**Texte fourni**
──────

Qui a commandé ce sondage à l’institut BVA ? Pendant que les uns et les autres brouillent les pistes, l’équipe Martinon panique. Annonce une conférence de presse pour 14 heures samedi. Y renonce à la demande de l’Elysée. «Martinon est débranché», souffle-t-on. En soirée, une réunion se tient autour de Nicolas Sarkozy, avec apparemment les trois colistiers de Martinon, Arnaud Teullé, Marie-Cécile Ménard et Jean Sarkozy. Mais de Martinon, point. Refuse-t-il de s’incliner ? Rien ne filtre de la partie qui se joue, mais toujours est-il que son équipe de campagne donne rendez-vous à la presse sur le marché dimanche matin…

«Fait du roi»

Jolie matinée. Si les rues sont ensoleillées, les électeurs, eux, sont maussades. «Les Neuilléens votent à droite, mais ils votent là où ils veulent», déclare en chœur un couple. «Ce monsieur n’est pas séduisant», ajoute Geneviève à propos de Martinon, avant de se lâcher carrément : «Ça commence à m’énerver ces magouilles politiques.» Pas un électeur qui ne vole au secours du parachuté. Tous disent leur attachement à Nicolas Sarkozy, mais celui-ci s’est relâché. «Les gens en ont assez du fait du roi, assure Françoise. Qu’il fasse plutôt baisser le prix du lait et du reste.» «Et puis, reprend Geneviève, ça me dérange cette nouvelle première dame qu’on voit nue partout, sur Internet, alors qu’elle est censée nous représenter dans les déplacements internationaux.»

La tête de liste est annoncée, son directeur de campagne, Olivier Babeau, assure dans un communiqué à 9 h 30 que Martinon «était ce matin en petit-déjeuner d’appartement avec des Neuilléens. Le programme ne change pas». Il se maintient, donc. Une nuée de caméras et de journalistes l’attendent de pied ferme rue Madeleine-Michel quand une heure plus tard, l’information claque, venue de l’AFP : «Nous avons décidé de conduire la liste de rassemblement à Neuilly, afin de faire cesser les divergences au sein de la majorité présidentielle sur notre commune.» Le communiqué est, cette fois, signé de Marie-Cécile Ménard, Arnaud Teullé et Jean Sarkozy. Il a été envoyé depuis la boîte mail de ce dernier. David Martinon est officiellement lâché par ses amis.

──────

**Données fournies**
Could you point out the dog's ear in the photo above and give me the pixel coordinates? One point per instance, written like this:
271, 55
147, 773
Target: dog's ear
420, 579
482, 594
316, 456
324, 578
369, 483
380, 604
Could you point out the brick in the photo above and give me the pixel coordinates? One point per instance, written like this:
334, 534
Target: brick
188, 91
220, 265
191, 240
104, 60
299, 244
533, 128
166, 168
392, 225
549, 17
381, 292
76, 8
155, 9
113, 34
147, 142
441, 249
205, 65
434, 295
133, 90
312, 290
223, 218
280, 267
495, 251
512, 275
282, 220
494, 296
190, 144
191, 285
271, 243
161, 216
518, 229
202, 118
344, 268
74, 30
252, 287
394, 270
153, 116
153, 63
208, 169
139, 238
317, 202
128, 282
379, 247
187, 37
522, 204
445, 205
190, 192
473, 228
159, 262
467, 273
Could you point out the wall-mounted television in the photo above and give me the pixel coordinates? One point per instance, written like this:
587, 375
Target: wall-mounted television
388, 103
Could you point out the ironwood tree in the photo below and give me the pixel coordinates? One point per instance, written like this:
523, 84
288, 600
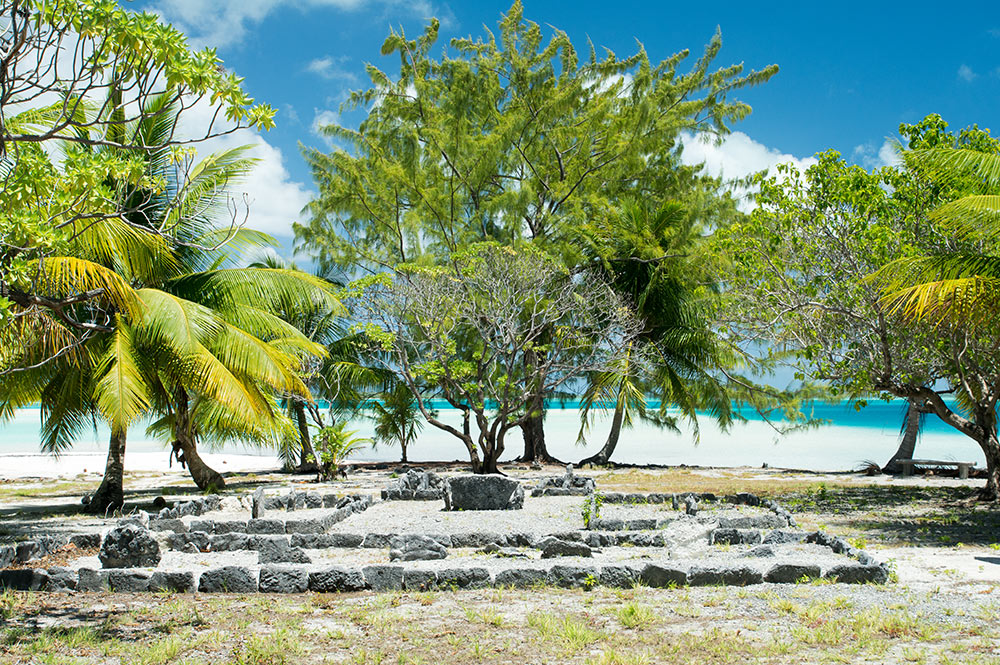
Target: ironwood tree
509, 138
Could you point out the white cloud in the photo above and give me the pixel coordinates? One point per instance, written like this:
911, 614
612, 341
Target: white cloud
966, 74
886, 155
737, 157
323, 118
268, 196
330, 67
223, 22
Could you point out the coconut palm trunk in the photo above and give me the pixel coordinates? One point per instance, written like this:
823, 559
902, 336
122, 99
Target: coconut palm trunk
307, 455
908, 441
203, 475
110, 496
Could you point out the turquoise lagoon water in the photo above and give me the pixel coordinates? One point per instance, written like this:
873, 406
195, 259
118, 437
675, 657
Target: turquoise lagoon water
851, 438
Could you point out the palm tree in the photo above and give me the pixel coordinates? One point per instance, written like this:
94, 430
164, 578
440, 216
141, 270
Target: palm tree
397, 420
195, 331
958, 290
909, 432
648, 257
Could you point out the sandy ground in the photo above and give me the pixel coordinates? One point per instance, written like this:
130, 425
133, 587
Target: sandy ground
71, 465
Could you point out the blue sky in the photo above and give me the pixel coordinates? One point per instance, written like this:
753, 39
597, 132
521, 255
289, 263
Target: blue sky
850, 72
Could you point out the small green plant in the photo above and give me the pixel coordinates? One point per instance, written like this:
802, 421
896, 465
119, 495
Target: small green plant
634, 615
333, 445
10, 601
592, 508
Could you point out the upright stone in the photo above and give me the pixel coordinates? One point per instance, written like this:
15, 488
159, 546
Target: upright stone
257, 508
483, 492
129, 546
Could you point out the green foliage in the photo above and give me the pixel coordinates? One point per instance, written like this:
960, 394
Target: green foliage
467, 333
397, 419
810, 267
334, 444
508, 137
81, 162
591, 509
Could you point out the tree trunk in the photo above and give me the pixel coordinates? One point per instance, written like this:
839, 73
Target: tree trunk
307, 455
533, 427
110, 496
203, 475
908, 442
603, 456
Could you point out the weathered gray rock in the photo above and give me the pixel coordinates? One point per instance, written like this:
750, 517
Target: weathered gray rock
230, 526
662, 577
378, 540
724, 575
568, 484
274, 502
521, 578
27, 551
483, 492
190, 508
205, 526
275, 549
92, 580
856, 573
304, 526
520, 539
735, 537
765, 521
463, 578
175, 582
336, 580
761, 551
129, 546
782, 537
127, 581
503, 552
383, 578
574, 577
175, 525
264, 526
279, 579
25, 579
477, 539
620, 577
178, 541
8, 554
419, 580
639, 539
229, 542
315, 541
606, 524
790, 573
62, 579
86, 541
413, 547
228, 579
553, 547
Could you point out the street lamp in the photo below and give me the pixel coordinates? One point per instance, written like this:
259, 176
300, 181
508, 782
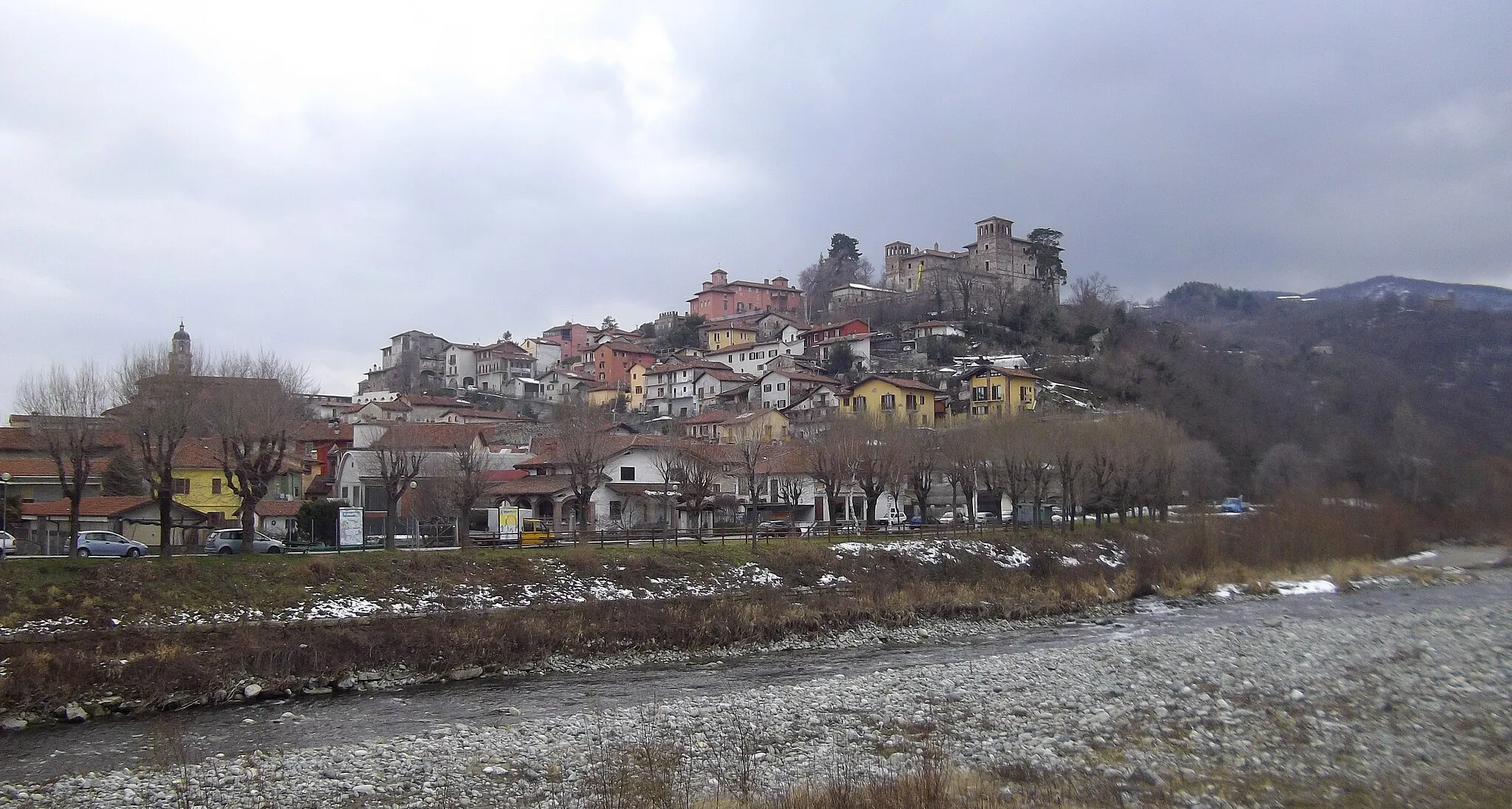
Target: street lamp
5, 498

──────

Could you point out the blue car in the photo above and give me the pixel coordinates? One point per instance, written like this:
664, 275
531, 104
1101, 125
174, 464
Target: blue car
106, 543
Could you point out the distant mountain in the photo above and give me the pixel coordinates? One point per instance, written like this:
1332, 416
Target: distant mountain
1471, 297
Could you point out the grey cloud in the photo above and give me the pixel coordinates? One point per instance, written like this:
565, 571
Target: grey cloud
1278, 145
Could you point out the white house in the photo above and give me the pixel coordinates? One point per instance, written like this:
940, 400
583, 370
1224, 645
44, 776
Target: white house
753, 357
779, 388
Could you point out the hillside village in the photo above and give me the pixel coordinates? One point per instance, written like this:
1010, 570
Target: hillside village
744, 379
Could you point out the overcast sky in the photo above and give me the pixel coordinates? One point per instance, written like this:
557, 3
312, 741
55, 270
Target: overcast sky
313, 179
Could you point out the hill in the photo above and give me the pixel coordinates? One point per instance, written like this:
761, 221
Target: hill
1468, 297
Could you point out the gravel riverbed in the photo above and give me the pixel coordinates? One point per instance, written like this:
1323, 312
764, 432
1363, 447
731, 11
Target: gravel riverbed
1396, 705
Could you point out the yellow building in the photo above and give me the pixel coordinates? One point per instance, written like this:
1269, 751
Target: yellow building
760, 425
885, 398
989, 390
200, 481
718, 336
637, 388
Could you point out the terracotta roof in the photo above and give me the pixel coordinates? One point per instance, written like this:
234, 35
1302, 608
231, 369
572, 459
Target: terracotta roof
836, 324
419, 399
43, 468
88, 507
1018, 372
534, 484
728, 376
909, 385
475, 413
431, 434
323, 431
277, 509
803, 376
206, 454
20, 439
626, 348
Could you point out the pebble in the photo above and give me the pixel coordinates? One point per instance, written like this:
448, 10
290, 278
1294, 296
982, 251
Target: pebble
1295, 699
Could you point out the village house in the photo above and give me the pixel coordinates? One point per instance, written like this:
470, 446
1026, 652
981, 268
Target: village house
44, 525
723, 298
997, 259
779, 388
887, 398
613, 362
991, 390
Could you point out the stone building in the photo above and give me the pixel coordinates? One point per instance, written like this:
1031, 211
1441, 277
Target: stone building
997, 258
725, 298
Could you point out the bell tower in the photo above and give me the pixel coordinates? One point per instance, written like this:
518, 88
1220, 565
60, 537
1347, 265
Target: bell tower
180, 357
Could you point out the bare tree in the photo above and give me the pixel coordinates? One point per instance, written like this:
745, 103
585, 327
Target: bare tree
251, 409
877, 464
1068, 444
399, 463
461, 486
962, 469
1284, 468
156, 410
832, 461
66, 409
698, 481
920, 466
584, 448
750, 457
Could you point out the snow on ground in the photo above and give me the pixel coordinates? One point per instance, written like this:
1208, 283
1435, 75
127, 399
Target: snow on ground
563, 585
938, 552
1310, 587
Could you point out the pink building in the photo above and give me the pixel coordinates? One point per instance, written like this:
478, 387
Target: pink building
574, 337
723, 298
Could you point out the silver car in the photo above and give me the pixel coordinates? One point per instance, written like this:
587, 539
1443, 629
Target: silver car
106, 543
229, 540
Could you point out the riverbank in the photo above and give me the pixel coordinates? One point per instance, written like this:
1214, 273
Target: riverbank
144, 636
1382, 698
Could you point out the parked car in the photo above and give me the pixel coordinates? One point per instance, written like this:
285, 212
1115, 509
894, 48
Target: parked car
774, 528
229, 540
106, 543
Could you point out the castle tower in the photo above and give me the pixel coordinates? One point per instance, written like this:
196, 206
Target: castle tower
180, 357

──────

**Consigne 1**
Dans le texte fourni, qui est le directeur de campagne de Martinon ?
**Consigne 2**
Mettez à jour un passage du texte fourni en remplaçant "petit-déjeuner" par "café". Commencez aux mots "La tête de liste" et arrêtez-vous après "par ses amis.".

**Résultat de l'exercice 1**
Olivier Babeau.

**Résultat de l'exercice 2**
La tête de liste est annoncée, son directeur de campagne, Olivier Babeau, assure dans un communiqué à 9 h 30 que Martinon «était ce matin en café d’appartement avec des Neuilléens. Le programme ne change pas». Il se maintient, donc. Une nuée de caméras et de journalistes l’attendent de pied ferme rue Madeleine-Michel quand une heure plus tard, l’information claque, venue de l’AFP : «Nous avons décidé de conduire la liste de rassemblement à Neuilly, afin de faire cesser les divergences au sein de la majorité présidentielle sur notre commune.» Le communiqué est, cette fois, signé de Marie-Cécile Ménard, Arnaud Teullé et Jean Sarkozy. Il a été envoyé depuis la boîte mail de ce dernier. David Martinon est officiellement lâché par ses amis.